▶ [GIVEN DATA]:
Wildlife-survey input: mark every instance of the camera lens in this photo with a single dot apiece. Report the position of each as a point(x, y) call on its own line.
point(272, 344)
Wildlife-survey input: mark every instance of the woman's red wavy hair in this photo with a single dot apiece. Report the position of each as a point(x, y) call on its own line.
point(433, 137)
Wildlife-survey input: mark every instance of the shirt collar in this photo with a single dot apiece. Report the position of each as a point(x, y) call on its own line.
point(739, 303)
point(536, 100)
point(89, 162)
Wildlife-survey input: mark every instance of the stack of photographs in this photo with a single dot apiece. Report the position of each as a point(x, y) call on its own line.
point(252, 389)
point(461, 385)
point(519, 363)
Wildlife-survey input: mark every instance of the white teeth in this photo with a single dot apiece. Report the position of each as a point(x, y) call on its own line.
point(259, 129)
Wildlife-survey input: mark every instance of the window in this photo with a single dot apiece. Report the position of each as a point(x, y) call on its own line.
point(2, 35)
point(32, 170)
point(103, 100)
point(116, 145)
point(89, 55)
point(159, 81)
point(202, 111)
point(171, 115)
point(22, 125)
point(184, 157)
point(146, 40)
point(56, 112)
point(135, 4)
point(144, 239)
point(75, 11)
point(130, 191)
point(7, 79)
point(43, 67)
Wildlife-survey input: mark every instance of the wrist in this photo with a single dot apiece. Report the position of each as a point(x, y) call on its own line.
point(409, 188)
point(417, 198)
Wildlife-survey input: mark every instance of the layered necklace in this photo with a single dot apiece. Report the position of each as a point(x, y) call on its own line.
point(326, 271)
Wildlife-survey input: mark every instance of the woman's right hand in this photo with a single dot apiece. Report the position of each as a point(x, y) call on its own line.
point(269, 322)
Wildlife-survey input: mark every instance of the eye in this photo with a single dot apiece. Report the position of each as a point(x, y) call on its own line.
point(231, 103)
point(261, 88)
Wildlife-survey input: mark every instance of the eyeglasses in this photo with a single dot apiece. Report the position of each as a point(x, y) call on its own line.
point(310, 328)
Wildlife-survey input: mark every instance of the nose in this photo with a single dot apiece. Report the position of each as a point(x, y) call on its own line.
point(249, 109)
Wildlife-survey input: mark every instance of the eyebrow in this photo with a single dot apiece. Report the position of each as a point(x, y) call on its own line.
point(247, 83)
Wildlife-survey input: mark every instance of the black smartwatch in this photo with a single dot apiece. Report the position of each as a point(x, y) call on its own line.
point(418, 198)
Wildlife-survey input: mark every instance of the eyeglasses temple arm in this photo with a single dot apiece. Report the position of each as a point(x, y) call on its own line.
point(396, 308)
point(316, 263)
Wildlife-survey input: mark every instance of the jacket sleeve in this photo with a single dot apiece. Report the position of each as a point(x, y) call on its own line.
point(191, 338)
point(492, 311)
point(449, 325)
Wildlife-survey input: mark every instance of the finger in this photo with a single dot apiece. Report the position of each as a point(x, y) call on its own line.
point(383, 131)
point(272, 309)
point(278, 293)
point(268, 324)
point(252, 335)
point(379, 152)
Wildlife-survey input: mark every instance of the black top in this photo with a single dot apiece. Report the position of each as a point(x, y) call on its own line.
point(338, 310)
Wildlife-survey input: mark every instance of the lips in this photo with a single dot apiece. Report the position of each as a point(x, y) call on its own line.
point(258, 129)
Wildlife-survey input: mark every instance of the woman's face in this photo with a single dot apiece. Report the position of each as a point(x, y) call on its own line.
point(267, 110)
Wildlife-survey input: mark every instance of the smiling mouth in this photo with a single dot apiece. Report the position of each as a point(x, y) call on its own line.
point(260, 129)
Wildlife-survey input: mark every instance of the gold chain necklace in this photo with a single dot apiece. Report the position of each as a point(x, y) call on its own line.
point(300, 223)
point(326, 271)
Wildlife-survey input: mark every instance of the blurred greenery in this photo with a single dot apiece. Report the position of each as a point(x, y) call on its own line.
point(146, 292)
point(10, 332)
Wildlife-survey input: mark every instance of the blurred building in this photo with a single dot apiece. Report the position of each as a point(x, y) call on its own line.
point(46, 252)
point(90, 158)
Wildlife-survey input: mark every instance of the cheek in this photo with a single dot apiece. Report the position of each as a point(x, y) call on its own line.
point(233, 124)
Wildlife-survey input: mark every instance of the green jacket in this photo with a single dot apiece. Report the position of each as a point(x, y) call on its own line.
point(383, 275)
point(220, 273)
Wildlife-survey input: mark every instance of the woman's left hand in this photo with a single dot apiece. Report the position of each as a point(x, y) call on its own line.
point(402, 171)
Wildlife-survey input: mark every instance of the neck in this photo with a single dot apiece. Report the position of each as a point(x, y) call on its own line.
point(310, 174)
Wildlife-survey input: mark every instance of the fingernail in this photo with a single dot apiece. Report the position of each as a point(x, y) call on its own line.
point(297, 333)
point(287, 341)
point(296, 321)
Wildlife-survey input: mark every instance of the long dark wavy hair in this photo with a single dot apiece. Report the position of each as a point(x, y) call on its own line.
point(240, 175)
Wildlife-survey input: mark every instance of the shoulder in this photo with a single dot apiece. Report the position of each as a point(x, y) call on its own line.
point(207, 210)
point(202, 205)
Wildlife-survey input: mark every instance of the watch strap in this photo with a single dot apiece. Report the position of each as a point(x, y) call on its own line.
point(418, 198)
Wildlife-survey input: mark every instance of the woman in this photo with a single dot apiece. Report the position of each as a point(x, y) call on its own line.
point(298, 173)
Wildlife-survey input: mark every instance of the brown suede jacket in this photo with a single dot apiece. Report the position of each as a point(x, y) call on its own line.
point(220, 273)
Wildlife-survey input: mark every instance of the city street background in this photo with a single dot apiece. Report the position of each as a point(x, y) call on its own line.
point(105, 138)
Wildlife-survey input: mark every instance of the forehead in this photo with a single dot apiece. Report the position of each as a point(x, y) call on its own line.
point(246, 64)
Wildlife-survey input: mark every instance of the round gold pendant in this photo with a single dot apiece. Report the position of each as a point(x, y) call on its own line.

▶ [AIM]: Through the last line of the entries above, beginning at the line containing "Wildlife-survey input: mark every instance of the shoulder", transcribe each line exactly, both ends included and nothing more.

▶ [WRITTEN SOLUTION]:
Wildlife-survey input: mark every instance of the shoulder in this photo with a single dot apiece. Report the position of each as a point(x, y) call on its own line.
point(207, 210)
point(202, 205)
Wildlife-survey input: mark every instance of the watch strap in this photo with a single dot apiece. Report the position of each as a point(x, y) call on its own line.
point(418, 198)
Wildlife-survey input: mark every instance of the woman in this photo with a single dot apiece. Report the position of each as a point(x, y) call on its own line.
point(298, 173)
Wildlife-survey input: mark every instance of the brown suede jacket in this photo with a single dot apiece. Report the position of each as a point(x, y) call on its own line.
point(220, 273)
Wildlife-survey input: mark every instance of the city street background in this photo with a single dot apiece. Report the position of each as a point(x, y) call on its own line.
point(105, 138)
Wildlife-survey input: mark every instance of the forehead in this photo with a single dot apiece. Report the position of each as a point(x, y) call on its own line.
point(246, 64)
Wildlife-survey input: mark every instance of the round gold pendant in this photo with a single dot apiece. Report the position of each as a point(x, y) call on its own line.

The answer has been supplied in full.